Text segment:
"It's impossible to discourage the real writers; they don't give a damn what you say." Sinclair Lewis

Monday, January 9, 2012

Industry Tidbits

From Linda S:

With the tremendous success of ebooks and the closure of many bookstores around the country, everyone in the publishing industry has had some new challenges to face. For those of us who have been in the industry for twenty or thirty years, the changes might be harder to get our minds around. Things simply aren't the way they used to be, from submitting your work, to selling it, to marketing it. It's a whole new way of doing business and things are changing so rapidly it can be rather daunting for those of us used to doing things the old way. But there's a lot of information out there if you can find the time to weed through it. Here's an article and a site that has a lot of good information and might be of interest to both new and seasoned writers. "Five Big Publishing Stories of 2011" at Digital World.

What is expected:
Continue the blog post above about how ebooks and bookstore closures are changing publishing, starting right after its last sentence.

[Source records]
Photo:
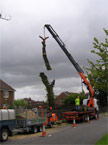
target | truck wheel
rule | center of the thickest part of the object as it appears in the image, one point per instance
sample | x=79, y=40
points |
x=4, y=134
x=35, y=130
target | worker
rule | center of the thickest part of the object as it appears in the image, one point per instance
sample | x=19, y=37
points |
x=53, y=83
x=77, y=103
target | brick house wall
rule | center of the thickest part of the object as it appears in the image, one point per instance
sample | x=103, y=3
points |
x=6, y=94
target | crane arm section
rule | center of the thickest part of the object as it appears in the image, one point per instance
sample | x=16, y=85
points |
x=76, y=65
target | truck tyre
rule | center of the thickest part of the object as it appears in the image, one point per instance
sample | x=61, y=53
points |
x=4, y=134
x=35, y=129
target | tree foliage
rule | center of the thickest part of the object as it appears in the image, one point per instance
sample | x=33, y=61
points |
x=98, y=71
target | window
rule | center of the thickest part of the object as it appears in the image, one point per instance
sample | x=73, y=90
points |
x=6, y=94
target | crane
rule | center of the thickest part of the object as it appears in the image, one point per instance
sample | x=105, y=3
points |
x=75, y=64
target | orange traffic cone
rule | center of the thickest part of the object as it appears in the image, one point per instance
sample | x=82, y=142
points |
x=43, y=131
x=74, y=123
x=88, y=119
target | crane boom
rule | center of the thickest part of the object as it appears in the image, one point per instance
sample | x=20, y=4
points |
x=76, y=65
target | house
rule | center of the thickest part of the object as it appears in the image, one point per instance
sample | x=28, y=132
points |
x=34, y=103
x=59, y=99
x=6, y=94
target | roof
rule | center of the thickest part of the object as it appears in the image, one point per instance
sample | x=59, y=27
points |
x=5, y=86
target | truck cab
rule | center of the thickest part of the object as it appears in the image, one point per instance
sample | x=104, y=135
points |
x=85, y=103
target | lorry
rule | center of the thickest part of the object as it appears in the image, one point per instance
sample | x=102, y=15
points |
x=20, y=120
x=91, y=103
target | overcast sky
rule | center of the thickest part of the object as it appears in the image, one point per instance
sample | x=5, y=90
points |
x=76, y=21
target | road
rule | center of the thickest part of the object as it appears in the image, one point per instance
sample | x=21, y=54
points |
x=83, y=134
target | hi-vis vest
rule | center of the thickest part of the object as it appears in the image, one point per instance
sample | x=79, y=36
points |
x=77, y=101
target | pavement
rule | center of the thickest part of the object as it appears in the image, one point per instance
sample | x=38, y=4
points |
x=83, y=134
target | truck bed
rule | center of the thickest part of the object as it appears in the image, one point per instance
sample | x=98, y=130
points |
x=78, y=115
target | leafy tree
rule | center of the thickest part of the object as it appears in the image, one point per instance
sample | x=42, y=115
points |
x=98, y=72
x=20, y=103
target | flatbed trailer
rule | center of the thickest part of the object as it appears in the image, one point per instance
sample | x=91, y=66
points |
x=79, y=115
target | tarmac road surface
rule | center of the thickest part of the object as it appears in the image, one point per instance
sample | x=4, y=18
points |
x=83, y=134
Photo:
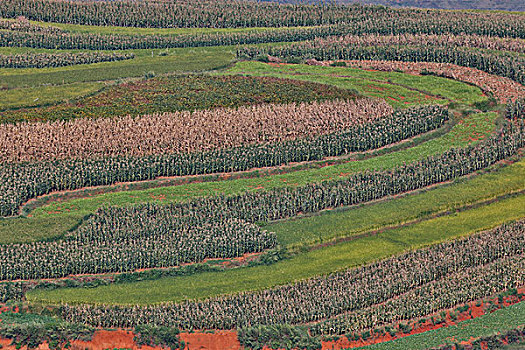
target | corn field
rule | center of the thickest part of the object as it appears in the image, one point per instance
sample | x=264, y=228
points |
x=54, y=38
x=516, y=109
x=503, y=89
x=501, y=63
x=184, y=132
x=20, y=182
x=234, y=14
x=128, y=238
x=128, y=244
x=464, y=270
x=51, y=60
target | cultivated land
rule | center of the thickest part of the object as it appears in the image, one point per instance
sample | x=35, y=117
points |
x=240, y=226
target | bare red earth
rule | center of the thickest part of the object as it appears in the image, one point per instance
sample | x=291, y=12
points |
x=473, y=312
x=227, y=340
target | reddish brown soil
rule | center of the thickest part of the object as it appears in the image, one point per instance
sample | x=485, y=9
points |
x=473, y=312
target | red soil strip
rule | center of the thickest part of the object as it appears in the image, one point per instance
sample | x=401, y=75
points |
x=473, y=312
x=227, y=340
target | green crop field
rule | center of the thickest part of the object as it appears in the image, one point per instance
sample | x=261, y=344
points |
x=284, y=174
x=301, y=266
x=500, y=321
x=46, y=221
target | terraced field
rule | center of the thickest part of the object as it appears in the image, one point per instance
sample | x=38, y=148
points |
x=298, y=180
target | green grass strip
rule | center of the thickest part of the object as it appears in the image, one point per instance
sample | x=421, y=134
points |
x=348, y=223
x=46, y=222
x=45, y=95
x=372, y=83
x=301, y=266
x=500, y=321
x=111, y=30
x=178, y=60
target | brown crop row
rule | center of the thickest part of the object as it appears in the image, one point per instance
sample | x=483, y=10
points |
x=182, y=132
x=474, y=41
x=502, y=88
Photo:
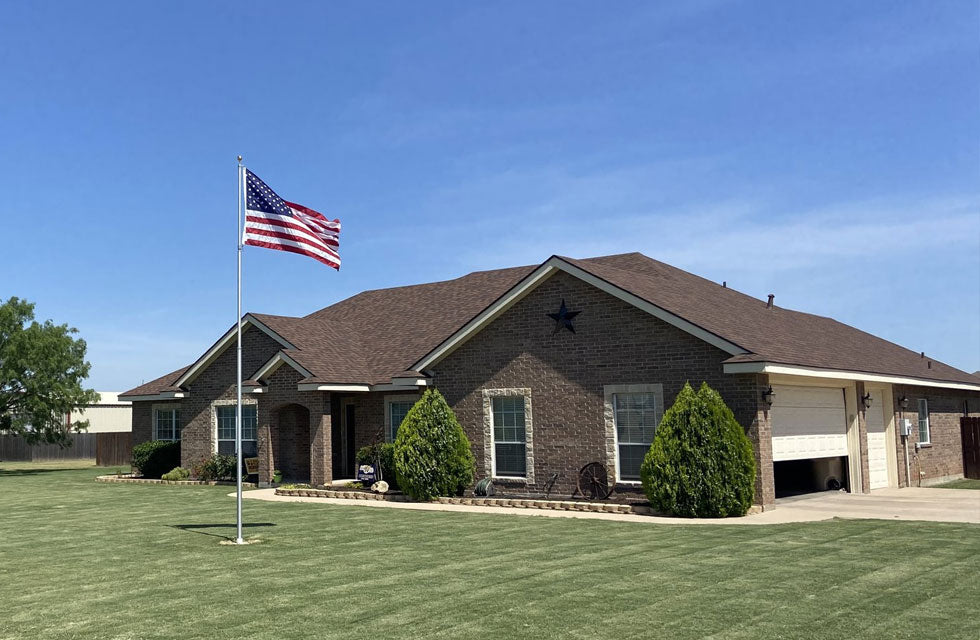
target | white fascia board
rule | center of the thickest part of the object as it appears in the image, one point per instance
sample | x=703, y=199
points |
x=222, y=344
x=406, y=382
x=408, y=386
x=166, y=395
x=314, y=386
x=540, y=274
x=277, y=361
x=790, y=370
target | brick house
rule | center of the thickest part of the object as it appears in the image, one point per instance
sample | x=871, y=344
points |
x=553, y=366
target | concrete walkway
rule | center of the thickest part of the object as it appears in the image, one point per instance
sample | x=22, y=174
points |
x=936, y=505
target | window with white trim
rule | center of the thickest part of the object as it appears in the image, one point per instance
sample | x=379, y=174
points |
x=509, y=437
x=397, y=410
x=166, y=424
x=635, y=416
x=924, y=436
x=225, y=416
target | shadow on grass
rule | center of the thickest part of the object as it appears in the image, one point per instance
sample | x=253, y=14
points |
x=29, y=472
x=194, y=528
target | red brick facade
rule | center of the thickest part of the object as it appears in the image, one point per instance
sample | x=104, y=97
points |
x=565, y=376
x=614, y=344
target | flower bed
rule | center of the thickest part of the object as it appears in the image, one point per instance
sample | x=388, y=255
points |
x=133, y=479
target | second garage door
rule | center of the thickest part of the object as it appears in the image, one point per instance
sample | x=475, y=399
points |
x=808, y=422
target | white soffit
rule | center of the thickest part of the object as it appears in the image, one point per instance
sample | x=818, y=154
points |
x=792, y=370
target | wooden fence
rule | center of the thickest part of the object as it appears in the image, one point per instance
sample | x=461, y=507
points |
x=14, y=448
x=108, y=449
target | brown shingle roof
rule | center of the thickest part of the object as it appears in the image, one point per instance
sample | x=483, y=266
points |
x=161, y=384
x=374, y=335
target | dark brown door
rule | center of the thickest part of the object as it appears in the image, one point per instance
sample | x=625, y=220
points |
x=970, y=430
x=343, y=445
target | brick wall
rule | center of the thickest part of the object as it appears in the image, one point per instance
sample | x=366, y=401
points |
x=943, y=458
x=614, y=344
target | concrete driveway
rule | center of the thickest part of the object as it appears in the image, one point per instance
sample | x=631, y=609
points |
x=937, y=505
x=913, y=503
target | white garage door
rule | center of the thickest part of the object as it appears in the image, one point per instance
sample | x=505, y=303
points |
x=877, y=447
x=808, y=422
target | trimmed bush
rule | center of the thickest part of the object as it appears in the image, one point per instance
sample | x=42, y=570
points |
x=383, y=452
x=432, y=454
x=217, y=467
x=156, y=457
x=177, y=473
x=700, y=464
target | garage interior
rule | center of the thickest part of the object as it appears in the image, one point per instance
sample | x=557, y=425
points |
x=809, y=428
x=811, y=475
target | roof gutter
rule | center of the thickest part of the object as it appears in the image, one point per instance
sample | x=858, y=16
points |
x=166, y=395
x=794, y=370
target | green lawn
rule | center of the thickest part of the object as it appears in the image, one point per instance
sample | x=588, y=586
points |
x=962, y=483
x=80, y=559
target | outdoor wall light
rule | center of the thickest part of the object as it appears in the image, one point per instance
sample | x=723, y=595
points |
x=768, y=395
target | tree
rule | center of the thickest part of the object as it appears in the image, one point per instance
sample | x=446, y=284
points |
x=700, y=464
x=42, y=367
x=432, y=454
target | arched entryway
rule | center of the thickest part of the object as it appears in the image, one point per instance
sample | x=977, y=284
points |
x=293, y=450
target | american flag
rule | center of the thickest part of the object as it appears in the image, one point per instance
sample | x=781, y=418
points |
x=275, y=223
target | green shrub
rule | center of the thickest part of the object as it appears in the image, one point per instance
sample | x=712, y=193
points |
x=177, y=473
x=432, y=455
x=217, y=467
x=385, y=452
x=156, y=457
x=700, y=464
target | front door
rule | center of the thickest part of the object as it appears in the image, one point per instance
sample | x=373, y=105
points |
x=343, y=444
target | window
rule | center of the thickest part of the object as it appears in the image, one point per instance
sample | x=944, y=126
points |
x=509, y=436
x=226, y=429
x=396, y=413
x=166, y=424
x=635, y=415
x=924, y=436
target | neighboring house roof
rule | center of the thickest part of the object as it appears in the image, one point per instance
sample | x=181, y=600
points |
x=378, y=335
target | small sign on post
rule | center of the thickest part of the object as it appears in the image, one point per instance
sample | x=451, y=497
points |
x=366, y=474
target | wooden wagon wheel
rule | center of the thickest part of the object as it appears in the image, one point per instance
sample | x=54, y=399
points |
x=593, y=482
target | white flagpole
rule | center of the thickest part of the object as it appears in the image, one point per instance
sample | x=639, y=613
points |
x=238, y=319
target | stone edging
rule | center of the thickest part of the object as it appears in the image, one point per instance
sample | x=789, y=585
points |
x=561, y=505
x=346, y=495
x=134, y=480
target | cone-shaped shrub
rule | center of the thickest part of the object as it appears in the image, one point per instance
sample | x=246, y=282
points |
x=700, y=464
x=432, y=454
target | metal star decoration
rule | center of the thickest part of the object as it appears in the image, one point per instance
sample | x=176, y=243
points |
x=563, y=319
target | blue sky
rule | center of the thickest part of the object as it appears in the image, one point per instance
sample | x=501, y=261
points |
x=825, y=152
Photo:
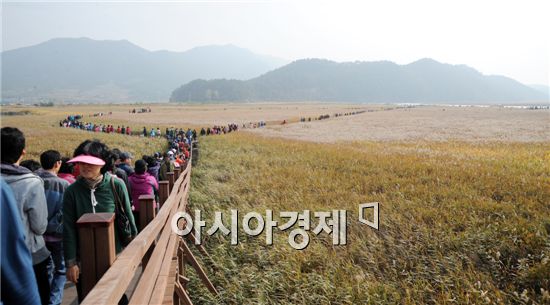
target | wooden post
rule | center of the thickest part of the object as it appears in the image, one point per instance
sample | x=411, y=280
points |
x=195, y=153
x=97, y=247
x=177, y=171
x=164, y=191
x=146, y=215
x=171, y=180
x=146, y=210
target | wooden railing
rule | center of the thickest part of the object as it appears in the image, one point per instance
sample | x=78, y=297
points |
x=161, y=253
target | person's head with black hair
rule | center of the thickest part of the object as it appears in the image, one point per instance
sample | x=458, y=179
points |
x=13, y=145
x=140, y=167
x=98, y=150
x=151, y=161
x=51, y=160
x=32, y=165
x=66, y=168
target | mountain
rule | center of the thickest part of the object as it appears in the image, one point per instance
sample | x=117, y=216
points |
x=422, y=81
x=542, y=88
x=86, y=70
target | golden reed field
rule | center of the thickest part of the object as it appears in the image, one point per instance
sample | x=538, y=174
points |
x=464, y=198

Result:
From Carol:

In Sky Magazine for January, there was a short piece on self-publishing. According to “By the Numbers: Self Publishing,” $1500 is the average cost for an author to self-publish hardcover, soft cover, Kindle and Nook versions of a book. The cost of most self-published e-books is between 99 cents and $2.99. One young adult sci-fi writer earned $2 million from self-publishing before signing a contract with a major publishing house. At one time, three self-published books appeared simultaneously on the New York Times top 35 best selling fiction titles. Lulu.com has published 1.1 million authors. Self-publishing companies used to offer 25% of profits to their authors. That figure has risen to 70%.

Saturday, January 7, 2012

New Year's Resolutions and Goals

A few members of our group laid out some resolutions and goals for the upcoming year. We thought we'd post them here to encourage ourselves to complete them, and perhaps encourage other writers to make up their own set. It always helps to have a deadline, even if it's self-imposed. At the end of the year, we'll revisit this post and see if we accomplished what we set out to do. Ought to be fun!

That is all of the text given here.